**What needs to be done:** Please give back word for word the lines below, from the first one through the one with "Each instance of the player's right".
[[ Provided information, beginning ]]
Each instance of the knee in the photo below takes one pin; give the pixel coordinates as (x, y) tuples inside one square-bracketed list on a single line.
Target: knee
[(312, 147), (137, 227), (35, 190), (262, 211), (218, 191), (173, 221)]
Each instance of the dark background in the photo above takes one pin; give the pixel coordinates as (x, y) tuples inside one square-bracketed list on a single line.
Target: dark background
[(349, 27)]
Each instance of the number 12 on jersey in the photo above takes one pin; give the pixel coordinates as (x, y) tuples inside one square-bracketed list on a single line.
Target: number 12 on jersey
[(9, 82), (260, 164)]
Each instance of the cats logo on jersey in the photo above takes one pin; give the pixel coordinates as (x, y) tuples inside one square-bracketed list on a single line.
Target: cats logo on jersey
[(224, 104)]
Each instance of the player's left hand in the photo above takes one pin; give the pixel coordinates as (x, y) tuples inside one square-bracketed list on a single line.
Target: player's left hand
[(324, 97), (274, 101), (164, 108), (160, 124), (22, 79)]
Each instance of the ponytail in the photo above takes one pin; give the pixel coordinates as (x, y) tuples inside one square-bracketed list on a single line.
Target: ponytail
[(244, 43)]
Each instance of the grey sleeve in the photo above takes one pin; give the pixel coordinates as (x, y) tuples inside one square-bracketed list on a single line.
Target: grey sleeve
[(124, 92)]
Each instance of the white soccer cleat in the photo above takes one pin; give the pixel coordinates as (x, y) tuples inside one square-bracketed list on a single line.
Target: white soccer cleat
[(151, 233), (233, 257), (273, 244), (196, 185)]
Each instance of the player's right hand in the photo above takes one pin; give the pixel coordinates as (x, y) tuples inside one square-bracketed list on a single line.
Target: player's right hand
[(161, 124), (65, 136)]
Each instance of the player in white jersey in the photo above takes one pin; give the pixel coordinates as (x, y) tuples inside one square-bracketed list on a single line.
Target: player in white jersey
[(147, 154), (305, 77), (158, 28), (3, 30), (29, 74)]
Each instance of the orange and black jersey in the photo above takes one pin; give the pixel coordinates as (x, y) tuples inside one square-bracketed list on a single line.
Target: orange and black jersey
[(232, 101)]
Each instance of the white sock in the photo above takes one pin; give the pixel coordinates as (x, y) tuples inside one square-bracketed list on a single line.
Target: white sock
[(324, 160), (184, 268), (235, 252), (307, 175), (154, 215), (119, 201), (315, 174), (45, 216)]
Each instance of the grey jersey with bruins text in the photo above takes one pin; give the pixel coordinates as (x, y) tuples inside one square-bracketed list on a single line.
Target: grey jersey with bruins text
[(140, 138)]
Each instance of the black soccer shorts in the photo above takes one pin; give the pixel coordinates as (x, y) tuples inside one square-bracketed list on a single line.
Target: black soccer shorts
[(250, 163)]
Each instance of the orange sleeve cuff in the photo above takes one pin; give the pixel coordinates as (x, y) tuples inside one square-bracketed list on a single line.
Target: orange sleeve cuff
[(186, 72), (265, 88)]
[[ Provided information, end ]]
**Solution to the exercise:**
Each instance of the knee in the photo below takes one pin; give the pixel coordinates as (x, y) tuples inside one square-bracketed list on a single line.
Target: knee
[(312, 147), (137, 227), (35, 190), (262, 211), (218, 191), (173, 221)]
Each instance of the dark background in the photo above takes one pin; give the pixel coordinates as (x, y) tuples inside one square-bracketed list on a single line.
Target: dark background
[(349, 27)]
Each instance of the number 12 on jersey in the photo above takes one pin; give the pixel coordinates as (x, y) tuples inside one square-bracketed list on a single line.
Target: number 12 on jersey
[(9, 82), (260, 164)]
Each instance of the cats logo on jersey in the photo above takes one pin; give the pixel coordinates as (x, y) tuples inside one square-bracketed list on a single line.
Target: cats logo on jersey
[(224, 104)]
Each instance of the player's left hand in the photo above takes one pin; give the pixel coordinates as (x, y) tuples inside one square-bracketed list on a single line.
Target: player's left hand
[(324, 97), (274, 101), (164, 108), (160, 124), (22, 79)]
Each instance of the ponytail in the photo above takes one pin; give the pixel coordinates as (x, y) tuples inside one square-bracketed list on a single line.
Target: ponytail
[(244, 43)]
Each instance of the grey sleeve in the photo above takes one pin; give the pixel coordinates as (x, y) tuples inside one square-bracketed list on a single line.
Target: grey sleeve
[(124, 92)]
Each instance of the white soccer cleat in the photo above takes one pin; give the pixel coordinates as (x, y) tuples inside one square-bracketed list on a single line.
Target: white soccer cleat
[(151, 233), (233, 257), (273, 244), (196, 185)]
Each instance of the player's right hand in the photo above takes one pin; give the pixel coordinates as (x, y) tuples inside one square-bracketed list on a single line.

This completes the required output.